Turning Grain Supply Into Verified, Field-Level Sustainability Data

A grain merchant created a verified, field-level dataset linking cultivation, quality, and carbon performance across their grower group, strengthening customer relationships and enabling more informed supply chain decisions.

The Problem


Sustainability reporting is becoming a commercial requirement across the food supply chain. For this merchant, it presented a clear opportunity to differentiate, but also a significant data challenge.

The required data existed, but it was fragmented. Cropping data sat on farm. Quality data sat with the manufacturer. Carbon data was not being calculated at all. There was no consistent way to bring these elements together across a distributed grower network.

At scale, this wasn’t just a technical issue. Any solution needed to work for farmers as well as the supply chain, without adding unnecessary complexity or burden.

The Requirement


To deliver a credible, differentiated offer, the merchant needed to create a system that connected data across the supply chain and stood up to scrutiny.

- - - -

** PROBLEM REQUIREMENTS **
Reproduce the case study on turning grain supply into verified sustainability data in full, word for word. The listing that comes after the case study is separate material.

- - - -

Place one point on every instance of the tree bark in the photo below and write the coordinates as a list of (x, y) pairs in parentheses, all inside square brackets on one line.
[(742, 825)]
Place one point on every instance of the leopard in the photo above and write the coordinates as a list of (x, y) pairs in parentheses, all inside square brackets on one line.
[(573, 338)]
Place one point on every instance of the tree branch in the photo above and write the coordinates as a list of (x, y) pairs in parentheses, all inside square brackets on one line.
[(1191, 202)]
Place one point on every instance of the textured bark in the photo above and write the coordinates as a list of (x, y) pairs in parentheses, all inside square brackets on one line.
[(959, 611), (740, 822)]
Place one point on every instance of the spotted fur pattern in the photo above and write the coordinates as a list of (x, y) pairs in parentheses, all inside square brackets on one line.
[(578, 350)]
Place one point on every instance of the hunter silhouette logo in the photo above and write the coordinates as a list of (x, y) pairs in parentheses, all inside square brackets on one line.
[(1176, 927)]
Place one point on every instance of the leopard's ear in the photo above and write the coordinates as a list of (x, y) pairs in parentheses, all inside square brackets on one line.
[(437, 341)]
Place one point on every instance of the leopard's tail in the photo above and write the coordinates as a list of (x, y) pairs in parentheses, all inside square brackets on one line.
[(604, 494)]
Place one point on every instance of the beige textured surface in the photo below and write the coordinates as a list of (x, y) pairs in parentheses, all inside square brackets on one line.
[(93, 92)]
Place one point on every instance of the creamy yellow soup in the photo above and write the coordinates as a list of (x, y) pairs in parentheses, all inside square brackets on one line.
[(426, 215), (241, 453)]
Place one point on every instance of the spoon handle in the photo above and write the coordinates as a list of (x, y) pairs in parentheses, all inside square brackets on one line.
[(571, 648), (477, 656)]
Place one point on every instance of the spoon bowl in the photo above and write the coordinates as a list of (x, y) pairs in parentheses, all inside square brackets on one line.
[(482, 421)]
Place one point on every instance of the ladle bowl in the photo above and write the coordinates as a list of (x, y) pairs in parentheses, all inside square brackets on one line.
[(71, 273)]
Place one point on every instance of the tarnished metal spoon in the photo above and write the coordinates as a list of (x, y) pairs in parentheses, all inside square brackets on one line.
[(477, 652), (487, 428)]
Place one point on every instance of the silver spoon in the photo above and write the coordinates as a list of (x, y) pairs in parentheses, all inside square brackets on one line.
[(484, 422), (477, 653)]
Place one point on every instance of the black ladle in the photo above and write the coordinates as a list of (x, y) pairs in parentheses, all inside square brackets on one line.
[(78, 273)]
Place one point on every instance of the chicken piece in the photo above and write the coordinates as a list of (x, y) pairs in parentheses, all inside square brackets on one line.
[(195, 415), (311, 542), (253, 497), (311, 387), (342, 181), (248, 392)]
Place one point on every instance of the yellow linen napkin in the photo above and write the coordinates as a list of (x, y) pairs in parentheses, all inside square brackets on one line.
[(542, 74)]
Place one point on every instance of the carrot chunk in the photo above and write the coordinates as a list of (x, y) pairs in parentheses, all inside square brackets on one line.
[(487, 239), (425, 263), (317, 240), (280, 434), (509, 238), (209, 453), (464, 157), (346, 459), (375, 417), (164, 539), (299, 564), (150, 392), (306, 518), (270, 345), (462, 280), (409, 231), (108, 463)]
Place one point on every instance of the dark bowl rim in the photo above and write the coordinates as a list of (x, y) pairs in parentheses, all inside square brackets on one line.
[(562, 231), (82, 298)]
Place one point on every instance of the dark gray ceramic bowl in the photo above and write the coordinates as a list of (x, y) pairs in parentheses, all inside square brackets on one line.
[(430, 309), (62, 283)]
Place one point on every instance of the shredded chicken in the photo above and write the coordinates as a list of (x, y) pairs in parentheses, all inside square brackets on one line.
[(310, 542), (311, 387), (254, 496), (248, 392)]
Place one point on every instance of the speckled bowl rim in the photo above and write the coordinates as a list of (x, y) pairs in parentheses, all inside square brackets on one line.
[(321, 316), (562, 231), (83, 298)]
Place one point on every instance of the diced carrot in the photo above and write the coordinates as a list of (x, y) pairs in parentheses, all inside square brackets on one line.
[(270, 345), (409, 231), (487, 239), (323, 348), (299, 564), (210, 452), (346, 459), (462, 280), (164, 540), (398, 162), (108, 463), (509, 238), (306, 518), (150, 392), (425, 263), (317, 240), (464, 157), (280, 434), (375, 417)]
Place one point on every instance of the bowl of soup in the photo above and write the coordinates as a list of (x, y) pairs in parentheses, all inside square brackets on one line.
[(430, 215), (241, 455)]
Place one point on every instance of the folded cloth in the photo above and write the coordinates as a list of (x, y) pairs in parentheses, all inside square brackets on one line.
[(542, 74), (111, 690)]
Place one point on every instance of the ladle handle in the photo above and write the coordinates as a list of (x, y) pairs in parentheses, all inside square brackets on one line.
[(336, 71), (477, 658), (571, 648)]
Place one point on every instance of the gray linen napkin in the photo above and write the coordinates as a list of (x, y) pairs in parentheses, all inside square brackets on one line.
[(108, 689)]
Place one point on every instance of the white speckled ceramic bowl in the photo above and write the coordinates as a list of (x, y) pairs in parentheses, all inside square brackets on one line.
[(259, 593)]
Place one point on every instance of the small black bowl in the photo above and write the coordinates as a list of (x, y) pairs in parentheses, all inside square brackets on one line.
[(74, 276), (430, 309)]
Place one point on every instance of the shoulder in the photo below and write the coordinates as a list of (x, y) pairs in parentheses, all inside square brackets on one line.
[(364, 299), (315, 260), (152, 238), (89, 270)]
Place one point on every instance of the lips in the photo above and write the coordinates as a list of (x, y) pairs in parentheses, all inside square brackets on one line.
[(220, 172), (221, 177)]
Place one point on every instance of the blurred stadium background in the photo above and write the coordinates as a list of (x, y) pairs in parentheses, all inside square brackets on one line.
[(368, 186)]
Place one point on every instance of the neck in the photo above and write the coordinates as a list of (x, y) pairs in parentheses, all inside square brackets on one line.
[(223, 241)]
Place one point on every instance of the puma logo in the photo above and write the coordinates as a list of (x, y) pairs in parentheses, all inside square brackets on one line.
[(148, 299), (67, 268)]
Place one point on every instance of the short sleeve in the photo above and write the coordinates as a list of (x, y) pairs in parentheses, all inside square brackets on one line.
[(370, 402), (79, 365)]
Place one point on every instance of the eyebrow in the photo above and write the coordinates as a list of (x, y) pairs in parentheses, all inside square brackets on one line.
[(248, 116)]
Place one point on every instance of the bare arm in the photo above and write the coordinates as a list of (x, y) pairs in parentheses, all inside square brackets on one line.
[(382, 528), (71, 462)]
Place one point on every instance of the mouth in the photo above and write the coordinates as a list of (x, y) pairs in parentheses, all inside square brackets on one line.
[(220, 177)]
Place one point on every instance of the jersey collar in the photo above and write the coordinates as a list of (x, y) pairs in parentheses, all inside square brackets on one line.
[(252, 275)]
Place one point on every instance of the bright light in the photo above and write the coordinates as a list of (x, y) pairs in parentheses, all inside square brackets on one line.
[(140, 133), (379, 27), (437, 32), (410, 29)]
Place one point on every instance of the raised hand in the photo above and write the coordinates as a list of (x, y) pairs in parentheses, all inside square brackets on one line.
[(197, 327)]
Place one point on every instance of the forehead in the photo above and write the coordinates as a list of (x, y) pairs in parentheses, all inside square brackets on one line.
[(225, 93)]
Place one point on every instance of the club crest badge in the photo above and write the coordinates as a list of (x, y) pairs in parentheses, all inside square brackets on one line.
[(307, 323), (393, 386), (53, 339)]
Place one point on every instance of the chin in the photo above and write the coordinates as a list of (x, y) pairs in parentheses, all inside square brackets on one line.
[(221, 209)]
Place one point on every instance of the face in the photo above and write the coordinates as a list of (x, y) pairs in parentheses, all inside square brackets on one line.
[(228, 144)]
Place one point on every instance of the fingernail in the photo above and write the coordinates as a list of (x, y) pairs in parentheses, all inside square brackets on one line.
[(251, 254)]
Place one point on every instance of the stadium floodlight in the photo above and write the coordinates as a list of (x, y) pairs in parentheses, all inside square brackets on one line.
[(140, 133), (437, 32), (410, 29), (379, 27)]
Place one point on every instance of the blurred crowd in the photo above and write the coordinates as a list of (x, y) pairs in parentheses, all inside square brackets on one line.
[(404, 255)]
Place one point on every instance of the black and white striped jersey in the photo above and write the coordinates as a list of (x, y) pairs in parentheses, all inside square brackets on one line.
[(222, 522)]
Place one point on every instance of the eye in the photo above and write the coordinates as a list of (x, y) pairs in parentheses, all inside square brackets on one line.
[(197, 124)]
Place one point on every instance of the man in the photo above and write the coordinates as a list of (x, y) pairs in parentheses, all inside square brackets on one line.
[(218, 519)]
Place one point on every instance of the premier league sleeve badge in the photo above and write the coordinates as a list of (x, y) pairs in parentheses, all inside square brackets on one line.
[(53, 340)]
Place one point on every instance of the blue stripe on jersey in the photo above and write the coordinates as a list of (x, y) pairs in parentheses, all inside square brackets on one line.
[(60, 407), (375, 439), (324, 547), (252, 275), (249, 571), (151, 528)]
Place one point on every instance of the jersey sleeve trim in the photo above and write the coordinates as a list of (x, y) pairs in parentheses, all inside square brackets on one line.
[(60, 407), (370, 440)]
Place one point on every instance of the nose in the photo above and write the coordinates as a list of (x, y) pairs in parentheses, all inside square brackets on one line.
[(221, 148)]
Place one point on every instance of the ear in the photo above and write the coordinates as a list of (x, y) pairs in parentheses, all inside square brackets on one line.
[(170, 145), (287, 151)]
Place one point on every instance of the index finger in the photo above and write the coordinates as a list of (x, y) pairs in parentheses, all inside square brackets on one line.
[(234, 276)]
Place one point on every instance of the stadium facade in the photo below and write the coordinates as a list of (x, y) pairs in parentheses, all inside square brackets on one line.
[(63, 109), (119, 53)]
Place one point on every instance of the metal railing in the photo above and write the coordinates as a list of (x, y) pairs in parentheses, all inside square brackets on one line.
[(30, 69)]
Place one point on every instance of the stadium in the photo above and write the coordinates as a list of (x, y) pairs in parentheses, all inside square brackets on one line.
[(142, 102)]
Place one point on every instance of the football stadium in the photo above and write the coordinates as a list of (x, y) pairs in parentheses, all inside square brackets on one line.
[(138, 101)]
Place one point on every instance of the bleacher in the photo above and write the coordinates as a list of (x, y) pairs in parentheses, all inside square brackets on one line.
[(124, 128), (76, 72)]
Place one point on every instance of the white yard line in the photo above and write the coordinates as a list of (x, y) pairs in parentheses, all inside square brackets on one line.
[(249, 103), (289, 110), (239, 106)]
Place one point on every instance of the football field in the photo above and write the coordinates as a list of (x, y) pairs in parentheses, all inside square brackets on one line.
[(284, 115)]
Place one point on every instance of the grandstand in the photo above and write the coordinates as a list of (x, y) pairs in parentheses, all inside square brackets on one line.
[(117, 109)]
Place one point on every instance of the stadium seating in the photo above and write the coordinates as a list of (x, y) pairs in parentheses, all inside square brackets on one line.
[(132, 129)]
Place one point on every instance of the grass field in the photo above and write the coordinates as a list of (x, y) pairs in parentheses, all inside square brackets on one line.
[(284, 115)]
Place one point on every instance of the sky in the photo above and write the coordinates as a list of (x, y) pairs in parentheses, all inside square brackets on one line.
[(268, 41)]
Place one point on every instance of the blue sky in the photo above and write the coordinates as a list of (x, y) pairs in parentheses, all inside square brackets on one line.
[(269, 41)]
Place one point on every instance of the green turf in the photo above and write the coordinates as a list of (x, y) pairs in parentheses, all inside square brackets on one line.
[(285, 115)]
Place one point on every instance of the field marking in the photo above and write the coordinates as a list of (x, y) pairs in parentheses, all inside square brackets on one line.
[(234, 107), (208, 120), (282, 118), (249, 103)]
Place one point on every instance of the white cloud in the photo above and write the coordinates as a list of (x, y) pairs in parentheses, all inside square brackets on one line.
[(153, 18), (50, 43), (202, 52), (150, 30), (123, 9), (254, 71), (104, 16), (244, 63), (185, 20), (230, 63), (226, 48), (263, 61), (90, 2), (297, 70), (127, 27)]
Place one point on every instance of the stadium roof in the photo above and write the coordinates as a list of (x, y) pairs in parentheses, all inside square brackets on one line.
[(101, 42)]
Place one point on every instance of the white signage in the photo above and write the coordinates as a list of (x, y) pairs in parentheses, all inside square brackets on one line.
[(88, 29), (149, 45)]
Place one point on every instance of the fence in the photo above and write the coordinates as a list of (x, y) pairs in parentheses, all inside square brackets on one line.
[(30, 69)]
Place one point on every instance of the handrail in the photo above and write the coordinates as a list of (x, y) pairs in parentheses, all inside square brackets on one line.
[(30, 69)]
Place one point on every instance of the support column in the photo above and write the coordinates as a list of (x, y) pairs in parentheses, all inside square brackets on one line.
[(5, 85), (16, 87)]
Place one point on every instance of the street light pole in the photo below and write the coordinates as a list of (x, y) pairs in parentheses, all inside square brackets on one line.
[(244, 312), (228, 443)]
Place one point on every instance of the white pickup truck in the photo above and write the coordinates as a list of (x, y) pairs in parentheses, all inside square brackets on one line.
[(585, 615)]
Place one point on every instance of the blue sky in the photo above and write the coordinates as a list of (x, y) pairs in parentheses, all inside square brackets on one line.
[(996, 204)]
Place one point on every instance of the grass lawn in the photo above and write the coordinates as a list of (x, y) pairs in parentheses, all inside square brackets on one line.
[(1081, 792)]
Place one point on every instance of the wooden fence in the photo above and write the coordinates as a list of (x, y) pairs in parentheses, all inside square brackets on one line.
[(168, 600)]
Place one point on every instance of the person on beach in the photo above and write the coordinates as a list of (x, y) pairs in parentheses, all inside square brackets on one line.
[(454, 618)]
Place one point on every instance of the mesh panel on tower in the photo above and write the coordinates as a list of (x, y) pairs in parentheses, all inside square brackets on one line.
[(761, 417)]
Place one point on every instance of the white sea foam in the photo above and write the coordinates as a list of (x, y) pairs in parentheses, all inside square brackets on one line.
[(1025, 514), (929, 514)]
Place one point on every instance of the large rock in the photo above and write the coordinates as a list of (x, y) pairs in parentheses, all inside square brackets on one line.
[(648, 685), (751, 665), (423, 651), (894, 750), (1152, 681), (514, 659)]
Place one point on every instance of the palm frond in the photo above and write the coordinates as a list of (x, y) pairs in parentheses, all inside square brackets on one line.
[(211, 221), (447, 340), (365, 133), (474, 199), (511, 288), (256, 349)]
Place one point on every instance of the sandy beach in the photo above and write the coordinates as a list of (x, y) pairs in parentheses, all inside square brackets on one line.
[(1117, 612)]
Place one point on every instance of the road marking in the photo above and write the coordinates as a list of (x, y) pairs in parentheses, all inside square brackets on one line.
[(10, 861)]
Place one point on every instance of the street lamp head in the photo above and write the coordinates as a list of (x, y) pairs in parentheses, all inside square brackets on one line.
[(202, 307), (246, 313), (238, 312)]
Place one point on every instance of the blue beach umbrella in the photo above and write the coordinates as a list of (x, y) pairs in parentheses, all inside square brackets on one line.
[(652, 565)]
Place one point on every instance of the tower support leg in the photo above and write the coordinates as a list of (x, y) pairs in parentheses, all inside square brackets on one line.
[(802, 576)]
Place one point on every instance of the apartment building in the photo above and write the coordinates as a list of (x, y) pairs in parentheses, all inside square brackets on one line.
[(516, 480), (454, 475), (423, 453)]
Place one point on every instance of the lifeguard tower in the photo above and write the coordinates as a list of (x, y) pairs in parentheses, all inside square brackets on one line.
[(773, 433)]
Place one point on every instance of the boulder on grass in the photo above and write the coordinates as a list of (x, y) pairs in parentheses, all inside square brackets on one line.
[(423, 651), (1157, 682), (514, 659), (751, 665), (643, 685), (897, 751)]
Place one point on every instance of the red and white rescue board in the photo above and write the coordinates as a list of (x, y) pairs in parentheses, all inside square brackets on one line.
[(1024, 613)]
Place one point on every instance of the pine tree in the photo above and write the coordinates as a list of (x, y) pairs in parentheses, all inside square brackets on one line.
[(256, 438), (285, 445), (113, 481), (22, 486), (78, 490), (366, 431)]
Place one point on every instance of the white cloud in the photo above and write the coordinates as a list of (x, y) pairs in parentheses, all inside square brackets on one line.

- - - -

** TASK OUTPUT **
Turning Grain Supply Into Verified, Field-Level Sustainability Data

A grain merchant created a verified, field-level dataset linking cultivation, quality, and carbon performance across their grower group, strengthening customer relationships and enabling more informed supply chain decisions.

The Problem


Sustainability reporting is becoming a commercial requirement across the food supply chain. For this merchant, it presented a clear opportunity to differentiate, but also a significant data challenge.

The required data existed, but it was fragmented. Cropping data sat on farm. Quality data sat with the manufacturer. Carbon data was not being calculated at all. There was no consistent way to bring these elements together across a distributed grower network.

At scale, this wasn’t just a technical issue. Any solution needed to work for farmers as well as the supply chain, without adding unnecessary complexity or burden.

The Requirement


To deliver a credible, differentiated offer, the merchant needed to create a system that connected data across the supply chain and stood up to scrutiny.